What is needed:
The exercise asks for every line of the data to be reproduced exactly.

## Begin Exercise materials

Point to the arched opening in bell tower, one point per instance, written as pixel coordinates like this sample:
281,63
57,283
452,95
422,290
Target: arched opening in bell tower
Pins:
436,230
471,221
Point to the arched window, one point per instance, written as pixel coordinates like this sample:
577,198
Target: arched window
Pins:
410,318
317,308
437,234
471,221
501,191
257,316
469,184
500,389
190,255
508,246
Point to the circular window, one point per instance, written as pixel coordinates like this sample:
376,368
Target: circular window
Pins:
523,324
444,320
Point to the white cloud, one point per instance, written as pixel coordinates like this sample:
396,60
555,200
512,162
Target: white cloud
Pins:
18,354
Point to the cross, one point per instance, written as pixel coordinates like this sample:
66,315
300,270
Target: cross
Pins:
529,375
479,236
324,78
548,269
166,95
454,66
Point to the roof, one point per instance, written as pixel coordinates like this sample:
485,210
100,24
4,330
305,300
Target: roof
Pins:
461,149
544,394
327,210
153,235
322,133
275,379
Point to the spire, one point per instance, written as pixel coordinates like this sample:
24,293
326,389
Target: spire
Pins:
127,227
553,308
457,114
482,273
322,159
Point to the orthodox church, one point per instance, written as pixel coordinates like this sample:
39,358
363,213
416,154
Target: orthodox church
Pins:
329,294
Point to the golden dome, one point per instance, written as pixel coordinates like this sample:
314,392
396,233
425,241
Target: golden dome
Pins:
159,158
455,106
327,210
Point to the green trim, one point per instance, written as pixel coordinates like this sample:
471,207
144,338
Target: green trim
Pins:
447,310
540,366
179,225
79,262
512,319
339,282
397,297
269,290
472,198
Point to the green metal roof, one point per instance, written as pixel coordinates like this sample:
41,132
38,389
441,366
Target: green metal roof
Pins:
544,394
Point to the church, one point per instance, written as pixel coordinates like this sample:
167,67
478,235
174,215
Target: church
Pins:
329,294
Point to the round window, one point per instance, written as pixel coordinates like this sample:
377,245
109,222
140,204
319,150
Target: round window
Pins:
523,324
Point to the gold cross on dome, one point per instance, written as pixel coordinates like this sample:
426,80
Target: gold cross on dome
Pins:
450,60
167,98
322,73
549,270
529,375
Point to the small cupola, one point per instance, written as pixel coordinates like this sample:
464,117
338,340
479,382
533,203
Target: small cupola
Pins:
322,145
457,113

## End Exercise materials

Response to this exercise:
Point to the arched opening in bell tower, one point per instance, written as pixel coordinates like this sample:
281,63
57,283
452,95
422,290
Target: arched opening in bell tower
Pins:
436,230
471,221
Point to the arched window, one point per instance, written as pixel coordinates like this sample:
577,198
Target: arched window
Pins:
410,318
317,308
437,234
471,221
501,191
257,316
469,184
500,389
190,255
508,246
Point to the circular window, one point per instance, written as pixel coordinates like this sample:
376,368
Target: circular window
Pins:
523,324
444,320
Point to the white cloud, one point per instance, written as pixel coordinates like this sample:
396,60
555,200
512,162
Target: white cloud
Pins:
18,354
Point to the cross, one point per instance, written as pixel coordinates like this sample:
66,315
300,270
Target: cross
Pins:
529,375
479,236
324,78
548,269
166,95
454,66
Point to the roof, one point per instance, written as pixel coordinates like this sample:
485,210
100,24
4,330
305,300
Target: roof
Pins:
461,149
544,394
327,210
153,235
322,133
275,379
Point to the spire, one point per instance, written as pixel coordinates like this sample:
24,293
326,389
Target: spire
Pins:
127,227
553,308
457,114
482,273
322,159
Point to the orthodox church, one point per instance, written as pixel coordinates like this sample:
39,358
363,213
416,154
Target: orthodox church
Pins:
329,294
Point to the golden dome, one point per instance, written as pixel coordinates like this sample:
314,392
396,233
425,241
Target: golden dome
Pins:
159,158
455,106
327,210
Point to the green trim, one point per instance, written as pixel coordinates like this sample:
471,207
144,338
Target: green trim
Pins:
447,310
540,366
179,225
79,262
512,319
339,282
397,297
269,290
472,198
Point to the green metal roof, one point per instance, written as pixel coordinates like this sample:
41,132
38,389
441,366
Target: green metal roof
Pins:
544,394
Point to the church, one point per instance, written as pixel coordinates like this sample:
167,67
478,235
174,215
Target: church
Pins:
329,294
Point to the round window, one point per instance, written as pixel coordinates like this sample:
377,245
109,222
140,204
319,150
Target: round window
Pins:
523,324
Point to the gold cross on dome, one point per instance, written as pixel coordinates like this sample:
426,80
Target: gold cross on dome
Pins:
450,60
167,98
322,73
549,270
529,375
Point to the small cupola, one point per instance, written as pixel coordinates like this sample:
464,117
338,340
479,382
533,203
Target: small cupola
Pins:
322,145
457,113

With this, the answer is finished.